Required work -
Reproduce the listing word for word. Skip any image.

____ Data excerpts

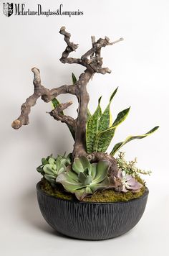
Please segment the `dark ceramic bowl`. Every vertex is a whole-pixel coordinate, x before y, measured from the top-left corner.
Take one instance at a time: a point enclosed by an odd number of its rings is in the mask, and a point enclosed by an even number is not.
[[[41,212],[55,230],[67,236],[89,240],[112,238],[127,232],[140,219],[148,189],[138,198],[124,202],[70,201],[47,195],[37,185]]]

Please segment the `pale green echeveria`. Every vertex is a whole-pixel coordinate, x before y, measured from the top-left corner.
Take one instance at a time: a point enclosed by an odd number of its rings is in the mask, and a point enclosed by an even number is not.
[[[56,181],[62,183],[67,191],[74,193],[78,200],[82,200],[97,190],[110,186],[109,166],[108,161],[100,160],[91,164],[87,157],[81,156],[76,157],[72,168],[69,166],[66,171],[62,172]]]
[[[42,159],[42,165],[37,170],[44,178],[47,180],[52,186],[56,184],[56,178],[63,171],[66,170],[67,165],[71,163],[71,156],[67,157],[58,155],[57,158],[50,155],[47,158]]]

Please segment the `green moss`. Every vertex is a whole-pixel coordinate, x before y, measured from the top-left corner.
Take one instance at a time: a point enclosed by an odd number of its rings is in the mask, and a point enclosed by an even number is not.
[[[139,182],[143,185],[144,182],[139,178]],[[77,200],[74,194],[66,192],[63,187],[57,185],[56,188],[52,188],[51,185],[46,180],[43,180],[40,184],[41,189],[47,195],[53,196],[56,198],[67,199],[67,200]],[[137,198],[141,196],[145,193],[145,187],[143,186],[140,192],[132,193],[128,191],[127,193],[116,192],[112,189],[107,189],[104,191],[97,191],[93,195],[87,196],[83,199],[84,202],[117,202],[126,201],[131,199]]]

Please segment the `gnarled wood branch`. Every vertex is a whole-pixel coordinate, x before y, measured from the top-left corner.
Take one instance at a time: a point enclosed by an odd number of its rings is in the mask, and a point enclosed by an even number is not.
[[[105,39],[100,38],[96,41],[95,37],[92,36],[92,47],[91,49],[87,50],[79,58],[69,58],[69,54],[77,49],[78,45],[70,42],[71,35],[66,32],[65,29],[64,27],[62,27],[59,31],[59,33],[64,36],[64,41],[67,43],[66,49],[62,52],[60,61],[63,63],[82,65],[85,67],[85,70],[79,76],[75,84],[70,86],[64,85],[49,90],[42,85],[39,70],[37,68],[33,68],[32,70],[34,76],[33,82],[34,86],[34,93],[22,104],[21,114],[16,120],[13,122],[12,127],[19,129],[22,125],[29,124],[29,114],[31,111],[31,107],[35,105],[39,97],[41,97],[44,101],[49,102],[58,95],[62,93],[74,94],[77,96],[79,102],[78,115],[76,119],[74,119],[71,116],[65,116],[62,113],[63,109],[67,108],[72,104],[72,102],[61,104],[49,114],[55,119],[66,123],[75,134],[75,142],[72,152],[72,156],[74,157],[80,155],[87,155],[85,137],[87,110],[90,97],[87,91],[87,85],[95,73],[100,73],[101,74],[105,74],[106,73],[110,73],[111,72],[108,68],[102,68],[101,49],[107,45],[112,45],[120,42],[122,40],[122,38],[110,42],[110,40],[107,37],[105,37]],[[101,155],[100,153],[97,154],[95,152],[92,155],[92,157],[97,160],[104,157],[103,155]],[[107,156],[106,157],[107,158]],[[111,158],[110,160],[112,162],[113,159]],[[115,172],[115,170],[114,172]]]
[[[63,114],[63,110],[66,109],[72,104],[72,101],[63,103],[57,106],[54,109],[52,110],[49,112],[49,114],[53,116],[55,120],[61,121],[63,123],[65,123],[68,125],[68,127],[71,127],[72,132],[75,133],[75,127],[76,127],[76,121],[69,116],[65,116]]]
[[[52,90],[46,88],[41,84],[40,70],[37,68],[33,68],[32,71],[34,73],[34,91],[21,105],[20,116],[12,122],[11,127],[15,129],[29,124],[29,114],[31,111],[31,107],[36,104],[39,98],[42,97],[44,101],[49,102],[54,98],[62,93],[75,94],[75,86],[74,85],[62,86]]]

________

Solved exercise -
Please segment the `dark ceramic bowl`. Every vertex is a whole-pixel coordinate, x before y, measured from the top-left corner.
Take one instance at a time: a point enclosed by an odd number of its rings is in the mask, and a point enclosed by an even number is not.
[[[41,212],[55,230],[67,236],[89,240],[112,238],[127,232],[140,219],[148,189],[138,198],[124,202],[70,201],[47,195],[37,185]]]

Please segment the `pale green echeveria`. Every vertex is a whole-pixel coordinate, x before y, measured from the top-left corner.
Take one instance at a time: a point enclosed by an odd number of its rings is in the mask, and a point enclosed by an even number is not.
[[[56,181],[62,183],[67,191],[74,193],[78,200],[82,200],[97,190],[110,186],[109,166],[108,161],[100,160],[91,164],[87,157],[81,156],[76,157],[72,168],[69,166],[66,171],[62,172]]]
[[[42,159],[42,165],[37,170],[44,178],[47,180],[52,186],[56,184],[56,178],[63,171],[66,170],[67,165],[71,163],[71,156],[67,157],[58,155],[57,158],[50,155],[47,158]]]

Please segment the `green moss`. Every vertex is a whole-pixel coordinate, x before y, measured from the top-left corner.
Take one instance at a time: a point enclosed by an odd number of its rings is in the mask, and a point enclosed by an even number is not.
[[[139,182],[143,185],[144,182],[139,178]],[[77,200],[74,194],[66,192],[63,187],[57,185],[56,188],[52,188],[51,185],[46,180],[43,180],[40,184],[41,189],[47,195],[53,196],[56,198],[67,199],[67,200]],[[137,198],[141,196],[145,193],[145,187],[143,186],[140,192],[132,193],[128,191],[127,193],[116,192],[112,189],[107,189],[104,191],[97,191],[93,195],[87,196],[83,199],[84,202],[117,202],[126,201],[131,199]]]

Please segment the `gnarled wood branch`. Every vertex is a whole-pixel coordinate, x before y, measured from the top-left corner.
Take one instance at a time: a point enclosed by an odd number of its rings is in the mask, and a point enclosed by an even number is not.
[[[105,39],[100,38],[96,41],[95,37],[92,36],[92,47],[91,49],[87,50],[79,58],[69,58],[69,54],[77,49],[78,45],[70,42],[71,35],[66,32],[65,29],[64,27],[62,27],[59,31],[59,33],[64,36],[64,41],[67,43],[66,49],[62,52],[60,61],[63,63],[82,65],[85,67],[85,70],[79,76],[75,84],[70,86],[64,85],[49,90],[42,85],[39,70],[37,68],[33,68],[32,70],[34,76],[33,82],[34,86],[34,93],[22,104],[21,114],[16,120],[13,122],[12,127],[19,129],[22,125],[29,124],[29,114],[31,111],[31,107],[35,105],[39,97],[41,97],[44,101],[49,102],[58,95],[62,93],[74,94],[77,96],[79,102],[78,115],[76,119],[74,119],[71,116],[65,116],[62,113],[63,109],[67,108],[72,104],[72,102],[61,104],[49,114],[55,119],[66,123],[75,134],[75,142],[72,152],[72,156],[74,157],[80,155],[87,155],[85,137],[87,110],[90,97],[87,91],[87,85],[95,73],[100,73],[101,74],[105,74],[106,73],[110,73],[111,72],[108,68],[102,68],[101,49],[107,45],[112,45],[120,42],[122,40],[122,38],[110,42],[110,40],[107,37],[105,37]],[[101,155],[100,153],[97,154],[95,152],[92,155],[92,157],[97,160],[104,157],[103,155]],[[107,156],[106,157],[107,158]],[[111,158],[110,160],[112,162],[113,159]],[[115,172],[115,170],[114,172]]]
[[[63,114],[63,110],[66,109],[72,104],[72,101],[63,103],[57,106],[54,109],[52,110],[49,112],[49,114],[53,116],[55,120],[61,121],[63,123],[65,123],[68,125],[68,127],[71,127],[72,132],[75,133],[75,127],[76,127],[76,121],[69,116],[65,116]]]
[[[52,90],[46,88],[41,84],[40,70],[37,68],[33,68],[32,71],[34,73],[34,91],[21,105],[20,116],[12,122],[11,127],[15,129],[29,124],[29,114],[31,111],[31,107],[36,104],[39,98],[42,97],[44,101],[49,102],[54,98],[62,93],[75,94],[75,86],[74,85],[62,86]]]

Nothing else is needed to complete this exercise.